**DIRECTIONS:** Scan the records for the string "plastic", then copy each line that has it.

**DATA SECTION:**
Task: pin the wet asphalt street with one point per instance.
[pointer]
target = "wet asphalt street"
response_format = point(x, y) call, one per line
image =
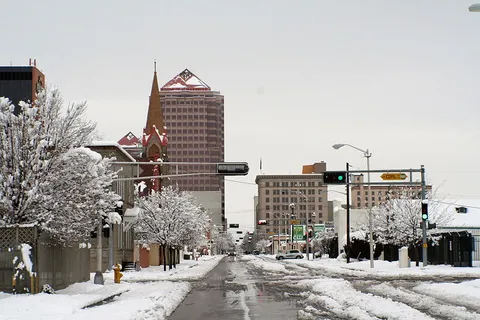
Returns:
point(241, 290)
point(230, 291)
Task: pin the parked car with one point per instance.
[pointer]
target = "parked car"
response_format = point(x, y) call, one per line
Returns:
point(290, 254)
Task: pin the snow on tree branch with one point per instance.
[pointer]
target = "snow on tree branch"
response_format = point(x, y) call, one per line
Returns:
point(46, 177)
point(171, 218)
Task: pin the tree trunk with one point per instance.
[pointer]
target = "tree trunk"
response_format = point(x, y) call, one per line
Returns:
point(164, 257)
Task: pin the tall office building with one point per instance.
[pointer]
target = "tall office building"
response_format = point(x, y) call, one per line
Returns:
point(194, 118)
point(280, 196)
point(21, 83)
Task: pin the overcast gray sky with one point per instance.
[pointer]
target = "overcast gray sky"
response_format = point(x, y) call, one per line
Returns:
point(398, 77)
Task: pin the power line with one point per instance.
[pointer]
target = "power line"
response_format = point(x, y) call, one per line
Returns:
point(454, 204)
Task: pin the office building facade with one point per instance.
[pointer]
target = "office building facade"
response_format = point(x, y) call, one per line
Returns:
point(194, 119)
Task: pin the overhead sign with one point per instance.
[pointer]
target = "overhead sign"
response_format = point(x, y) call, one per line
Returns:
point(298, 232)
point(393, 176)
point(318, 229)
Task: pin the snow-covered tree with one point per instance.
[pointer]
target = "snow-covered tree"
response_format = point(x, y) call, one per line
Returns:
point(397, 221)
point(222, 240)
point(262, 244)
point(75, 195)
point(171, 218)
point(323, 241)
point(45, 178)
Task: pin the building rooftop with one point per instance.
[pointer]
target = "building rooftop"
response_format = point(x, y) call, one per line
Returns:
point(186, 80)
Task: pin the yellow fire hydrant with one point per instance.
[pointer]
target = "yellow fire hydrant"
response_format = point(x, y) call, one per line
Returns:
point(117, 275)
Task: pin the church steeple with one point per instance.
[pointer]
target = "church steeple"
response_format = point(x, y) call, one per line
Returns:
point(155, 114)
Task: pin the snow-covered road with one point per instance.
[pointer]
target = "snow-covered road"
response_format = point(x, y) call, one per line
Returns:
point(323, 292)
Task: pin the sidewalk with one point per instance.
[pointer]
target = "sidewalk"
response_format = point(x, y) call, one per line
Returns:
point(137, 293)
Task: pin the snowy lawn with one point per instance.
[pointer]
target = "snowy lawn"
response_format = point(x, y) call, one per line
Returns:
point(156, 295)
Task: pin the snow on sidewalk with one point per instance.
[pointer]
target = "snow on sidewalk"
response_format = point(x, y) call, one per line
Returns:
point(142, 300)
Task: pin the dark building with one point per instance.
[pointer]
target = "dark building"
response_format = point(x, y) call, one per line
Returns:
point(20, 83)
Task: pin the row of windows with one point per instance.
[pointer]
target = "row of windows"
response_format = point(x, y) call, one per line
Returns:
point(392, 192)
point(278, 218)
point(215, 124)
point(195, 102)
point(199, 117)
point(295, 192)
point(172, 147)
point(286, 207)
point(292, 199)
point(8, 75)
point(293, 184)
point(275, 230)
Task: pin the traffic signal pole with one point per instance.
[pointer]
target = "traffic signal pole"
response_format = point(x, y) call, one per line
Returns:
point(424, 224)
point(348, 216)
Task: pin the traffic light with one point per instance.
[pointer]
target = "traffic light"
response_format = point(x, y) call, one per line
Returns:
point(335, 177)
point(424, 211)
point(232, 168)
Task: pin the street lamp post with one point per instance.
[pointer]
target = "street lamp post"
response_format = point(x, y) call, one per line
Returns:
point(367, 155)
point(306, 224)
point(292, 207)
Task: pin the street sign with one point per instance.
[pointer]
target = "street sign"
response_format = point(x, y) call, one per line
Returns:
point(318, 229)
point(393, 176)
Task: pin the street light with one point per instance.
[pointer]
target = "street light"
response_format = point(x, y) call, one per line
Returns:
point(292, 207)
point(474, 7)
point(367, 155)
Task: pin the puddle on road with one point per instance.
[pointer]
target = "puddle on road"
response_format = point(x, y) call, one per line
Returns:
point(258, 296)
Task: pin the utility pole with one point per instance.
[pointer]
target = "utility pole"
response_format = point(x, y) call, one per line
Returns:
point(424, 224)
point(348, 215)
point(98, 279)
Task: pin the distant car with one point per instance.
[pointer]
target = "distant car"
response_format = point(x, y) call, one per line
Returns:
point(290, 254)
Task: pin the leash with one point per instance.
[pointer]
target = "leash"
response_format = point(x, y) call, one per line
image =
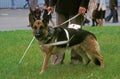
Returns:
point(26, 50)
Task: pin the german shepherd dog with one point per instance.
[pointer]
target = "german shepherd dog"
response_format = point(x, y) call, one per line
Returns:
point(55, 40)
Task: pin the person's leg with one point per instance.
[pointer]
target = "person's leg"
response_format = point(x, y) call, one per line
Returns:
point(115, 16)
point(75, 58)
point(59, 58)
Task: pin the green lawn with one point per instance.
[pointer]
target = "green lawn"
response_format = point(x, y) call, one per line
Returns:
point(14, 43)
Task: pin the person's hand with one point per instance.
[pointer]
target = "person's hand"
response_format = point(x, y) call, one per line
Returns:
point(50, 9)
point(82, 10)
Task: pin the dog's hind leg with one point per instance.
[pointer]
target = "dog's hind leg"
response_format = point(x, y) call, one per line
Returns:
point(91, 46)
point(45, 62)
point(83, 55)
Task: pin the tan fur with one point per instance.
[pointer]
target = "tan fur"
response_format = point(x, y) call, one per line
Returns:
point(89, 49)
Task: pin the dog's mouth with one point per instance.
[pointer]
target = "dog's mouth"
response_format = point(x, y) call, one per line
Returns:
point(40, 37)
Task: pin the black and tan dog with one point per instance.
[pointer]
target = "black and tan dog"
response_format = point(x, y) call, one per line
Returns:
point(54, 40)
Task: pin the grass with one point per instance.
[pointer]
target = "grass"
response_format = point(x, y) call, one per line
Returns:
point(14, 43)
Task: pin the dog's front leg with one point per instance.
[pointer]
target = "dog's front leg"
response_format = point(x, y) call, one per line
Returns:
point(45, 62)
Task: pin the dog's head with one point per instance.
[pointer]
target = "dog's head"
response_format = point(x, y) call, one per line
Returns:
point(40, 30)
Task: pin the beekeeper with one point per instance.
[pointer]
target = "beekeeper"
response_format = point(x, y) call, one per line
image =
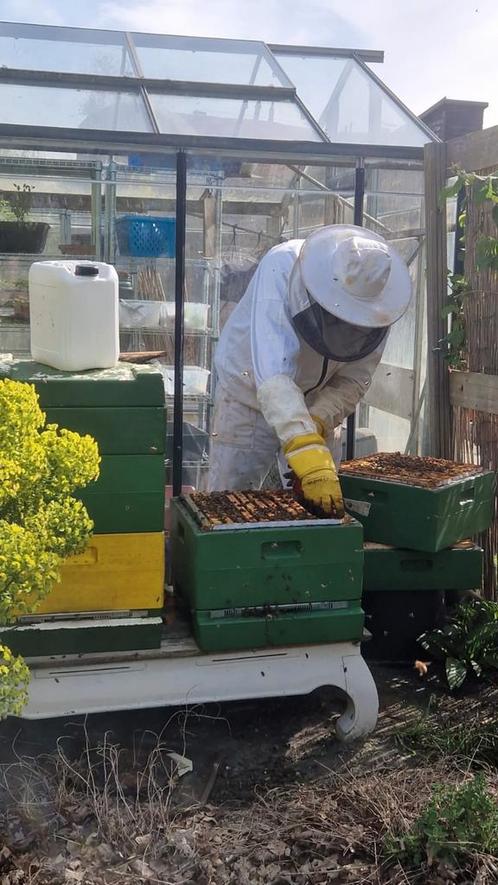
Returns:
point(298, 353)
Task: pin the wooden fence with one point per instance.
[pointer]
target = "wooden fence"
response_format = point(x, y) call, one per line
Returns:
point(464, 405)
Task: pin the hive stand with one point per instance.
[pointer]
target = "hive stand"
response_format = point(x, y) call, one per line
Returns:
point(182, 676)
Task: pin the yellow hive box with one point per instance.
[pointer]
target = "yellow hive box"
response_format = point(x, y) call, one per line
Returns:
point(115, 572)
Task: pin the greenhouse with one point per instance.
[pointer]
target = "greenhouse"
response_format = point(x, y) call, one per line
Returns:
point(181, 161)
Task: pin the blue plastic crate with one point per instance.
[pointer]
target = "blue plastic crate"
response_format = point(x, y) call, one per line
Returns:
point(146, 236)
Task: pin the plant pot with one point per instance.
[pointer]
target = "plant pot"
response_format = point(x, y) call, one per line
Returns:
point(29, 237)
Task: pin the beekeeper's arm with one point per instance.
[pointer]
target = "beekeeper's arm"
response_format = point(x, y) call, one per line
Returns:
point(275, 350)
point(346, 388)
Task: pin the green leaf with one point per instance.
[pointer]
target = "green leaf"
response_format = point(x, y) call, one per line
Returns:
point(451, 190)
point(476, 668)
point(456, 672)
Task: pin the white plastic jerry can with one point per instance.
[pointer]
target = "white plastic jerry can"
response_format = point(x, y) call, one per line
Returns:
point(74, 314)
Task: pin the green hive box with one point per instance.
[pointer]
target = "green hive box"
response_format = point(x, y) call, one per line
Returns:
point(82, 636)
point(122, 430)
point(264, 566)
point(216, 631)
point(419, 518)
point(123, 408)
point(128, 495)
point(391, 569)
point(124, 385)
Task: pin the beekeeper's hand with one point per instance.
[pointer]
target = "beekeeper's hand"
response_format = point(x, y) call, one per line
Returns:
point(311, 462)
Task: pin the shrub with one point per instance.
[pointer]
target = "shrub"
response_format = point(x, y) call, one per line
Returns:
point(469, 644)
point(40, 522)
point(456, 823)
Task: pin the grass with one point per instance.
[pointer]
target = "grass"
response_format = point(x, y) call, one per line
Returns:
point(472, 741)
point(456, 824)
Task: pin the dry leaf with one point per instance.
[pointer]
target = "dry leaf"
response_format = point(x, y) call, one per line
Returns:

**RESULT OF THIS TASK:**
Task: pin the blue plastic crate with one point per instance.
target = "blue plastic crate"
Task: pin the white plastic jerry can with one point per instance.
target = "white plastic jerry can"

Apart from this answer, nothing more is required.